Required work:
Reproduce, word for word, the part of the Bering Sea bolide report below that runs from "By Martin Setvak" to "the bolide explosion.".

Extracted text:

======

On 18 December 2018 at 23:48:20 UTC a very bright meteor exploded above the Bering Sea, east of Kamchatka.
By Martin Setvak (CHMI) and Jiří Borovička (Astronomical Institute of the Czech Academy of Sciences), HansPeter Roesli (Switzerland), Jochen Kerkmann (EUMETSAT)
The very bright bolide, which exploded on 18 December 2018 at 23:48:20 UTC above the Bering Sea, east of Kamchatka, gained a lot of attention due its total released energy, which placed the event right after the famous Chelyabinsk bolide, as the second strongest case in the last decade.
The event was well covered by several meteorological satellites and their instruments. Below we focus on a series of images, captured by polar-orbiting satellites shortly after the bolide explosion.
The True Color RGB image (Figure 1), captured by the MODIS instrument of the Terra satellite, shows the area of bolide explosion about 6.5 minutes after the event, at 23:54:51 UTC.
As the area of the bolide was almost at the centre of the MODIS data swath, these images represent a nadir view of the bolide trail (the 'blob' at the bottom part of the image) and its shadow (darker elongated area at the upper part of the image).
Moreover, the almost perfect nadir-view of the bolide's fragmentation plume hides details of its vertical structure, in contrast to the extreme oblique view from Himawari at 140.7°E above the equator (see rising plume of the bolide in Fig 14, below the blue arrow on the right-hand panel in particular).
Terra, MODIS imagery
The following images show the same area in the individual MODIS bands. While band 1 (0.64 µm, red) (Figure 2) and band 2 (0.86 µm, NIR) (Figure 3) images are shown in their full, 250 m resolution (ground pixel size), the other two images, band 3 (0.47 µm, blue) (Figure 4) and band 4 (0.55 µm, green) (Figure 5), both originally 500 m bands, have been remapped to the same scale and map projection as bands 1 and 2 (Transverse Mercator, 57N, 172.5E, with bilinear convolution), thus appear slightly blurred as compared to the band 1. The 1 km band 20 (3.8 µm) (Figure 6) and band 31 (11 µm) (Figure 7) were also remapped to the same projection, using the nearest neighbour resampling method.

======

Items:

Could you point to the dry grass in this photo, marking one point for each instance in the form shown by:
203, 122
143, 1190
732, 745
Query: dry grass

======

Reply to the exercise:
By Martin Setvak (CHMI) and Jiří Borovička (Astronomical Institute of the Czech Academy of Sciences), HansPeter Roesli (Switzerland), Jochen Kerkmann (EUMETSAT)
The very bright bolide, which exploded on 18 December 2018 at 23:48:20 UTC above the Bering Sea, east of Kamchatka, gained a lot of attention due its total released energy, which placed the event right after the famous Chelyabinsk bolide, as the second strongest case in the last decade.
The event was well covered by several meteorological satellites and their instruments. Below we focus on a series of images, captured by polar-orbiting satellites shortly after the bolide explosion.